### Texto fuente
Esta media hora puede ser una eternidad. Pero no lo es. Es sólo media hora. No se hace nada, se cierran los ojos, se interrumpe la actividad cotidiana y si suena el celular se puede interrumpir la meditación, y el que quiere lo atiende, y el que no, no. Cuando la meditación termina, se estiran brazos y piernas y volvemos a las actividades acostumbradas.

Esta meditación se la hace sentado en una silla o en un sillón o en el piso, nunca acostado, y en ayunas. No es necesario practicar posiciones de yoga ni la flor de loto ni tocar los deditos índice y pulgar recitando el ohmm. Tranquilo y cómodo. Ni siquiera aislado, puede ser en un subte o en una plaza.
Por supuesto que esta tradición es una entre innumerables que han nacido en la India milenaria, y cada una tiene su propio prospecto de disciplinas espirituales. Yo mismo, hace décadas, tuve mi iniciación con otro gurú, Maharaji, luego de un accidentado viaje por Oriente.

La razón por la que busqué esta vez un profesor de meditación tenía que ver con mi sensación del tiempo. Nunca tenía tiempo. El tiempo se me va. Vivo apurado sin salir de un mismo lugar. Un estado de ansiedad y de inquietud ya es parte de mi normalidad. Vivo mi estancia terrestre con un tiempo compartido con la muerte. Es como si un posible Creador me pagara por hora. En lugar de hacer mi trabajo, pareciera que me lo quiero sacar de encima, para comenzar otro para sacármelo de encima.
Cada vez que me pica el brazo pienso que me lo van a amputar. Una hipocondría heredada no me hace la vida más fácil. Así y todo soy un tipo feliz.

No sé quién me corre. Sí, ya sé, el tiempo, el mismo que la mitología griega ilustraba como un devorador de sus propios hijos. Las explicaciones psicológicas abundan. Sacar de la galera del inconsciente las palabras reprimidas y los deseos disfrazados está muy bien. Pero mi último psicoanalista se cayó de la cama por querer atrapar un mosquito, se golpeó la cabeza contra la mesa de luz, y entró en coma. Murió.

### Consigna 1
Según el texto sobre la meditación, ¿son ciertas estas afirmaciones? Responde sí o no a cada una y cita las palabras del texto que lo deciden: (a) la meditación puede hacerse acostado; (b) la meditación dura media hora; (c) quien narra tuvo su iniciación con Maharaji después de un viaje por Oriente.
### Consigna 2
Enumera todos los lugares donde, según el texto sobre la meditación, se puede practicar la meditación.
### Consigna 3
Prosigue el texto sobre la meditación a partir de su última oración.

[Registros de puntos etiquetados]
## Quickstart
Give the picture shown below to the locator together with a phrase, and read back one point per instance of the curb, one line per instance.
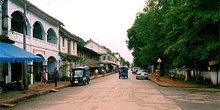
(12, 102)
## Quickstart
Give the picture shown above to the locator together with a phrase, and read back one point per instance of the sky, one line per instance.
(104, 21)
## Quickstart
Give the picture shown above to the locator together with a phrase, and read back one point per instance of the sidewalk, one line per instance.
(166, 82)
(10, 98)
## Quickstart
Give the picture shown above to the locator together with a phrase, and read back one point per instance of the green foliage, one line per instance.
(180, 32)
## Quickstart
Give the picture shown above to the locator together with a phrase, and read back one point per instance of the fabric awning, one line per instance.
(12, 53)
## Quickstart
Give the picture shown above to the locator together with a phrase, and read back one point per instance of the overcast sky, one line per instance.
(104, 21)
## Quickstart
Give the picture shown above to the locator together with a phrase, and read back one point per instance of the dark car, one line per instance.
(80, 75)
(123, 72)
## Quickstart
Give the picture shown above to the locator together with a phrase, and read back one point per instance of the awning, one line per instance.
(12, 53)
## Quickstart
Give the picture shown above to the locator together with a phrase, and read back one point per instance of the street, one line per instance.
(112, 93)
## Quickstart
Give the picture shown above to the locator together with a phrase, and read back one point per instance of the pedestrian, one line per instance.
(43, 77)
(96, 73)
(103, 72)
(158, 74)
(55, 76)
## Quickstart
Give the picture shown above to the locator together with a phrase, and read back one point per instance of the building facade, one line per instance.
(34, 31)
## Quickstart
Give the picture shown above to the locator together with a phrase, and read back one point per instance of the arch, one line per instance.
(51, 63)
(17, 22)
(51, 36)
(38, 31)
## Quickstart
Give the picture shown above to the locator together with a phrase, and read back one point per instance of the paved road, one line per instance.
(107, 93)
(193, 98)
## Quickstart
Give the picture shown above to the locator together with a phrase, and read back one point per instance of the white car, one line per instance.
(142, 75)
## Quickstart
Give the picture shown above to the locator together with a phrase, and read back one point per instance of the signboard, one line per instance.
(159, 60)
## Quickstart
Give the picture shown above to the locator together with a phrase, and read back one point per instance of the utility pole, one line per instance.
(24, 72)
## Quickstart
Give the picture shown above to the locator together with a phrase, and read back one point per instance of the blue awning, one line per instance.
(12, 53)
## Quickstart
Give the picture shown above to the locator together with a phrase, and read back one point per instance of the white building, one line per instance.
(107, 59)
(41, 38)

### Respuesta 1
(a) No: "nunca acostado".
(b) Sí: "Es sólo media hora."
(c) Sí: "tuve mi iniciación con otro gurú, Maharaji, luego de un accidentado viaje por Oriente".

### Respuesta 2
Una silla, un sillón, el piso, un subte y una plaza.

### Respuesta 3
No sé si será por la desdichada mesa de luz o no, pero no es la iluminación lo que busco. No creo en la inmortalidad. Ni en la sabiduría. Ni en el control mental. Ni en que se llegue a ser mejor persona por meditar. Se puede ser una bestia meditadora y un neonazi embebido en prana (hálito) dulzón. No soy un optimista cósmico.

Por deformación profesional, soy un hombre de palabras. Mi tradición indudablemente no es la budista sino la socrática por un lado, y la judía por el otro. Por la primera, me enseñaron que el pensamiento tiene que ver con la libertad, y el ser libre con el discutir lo que se me quiere imponer sin mi consentimiento. Por la judía, una exigencia dura conmigo mismo por estar siempre en falta por incumplimiento del deber ante quien nos ha elegido. Por algo los judíos hemos inventado la noción de “culpa”, y el Día del Perdón.

La meditación llamada por los azares de la traducción, “trascendental”, alisa en parte las aristas de mi doble cuna. Las hace más amables. En realidad, toda práctica que disminuye la tensión mental nos vuelve más pacientes, hasta podemos llegar a esperar un turno, de lo que fuere, sin desesperarnos.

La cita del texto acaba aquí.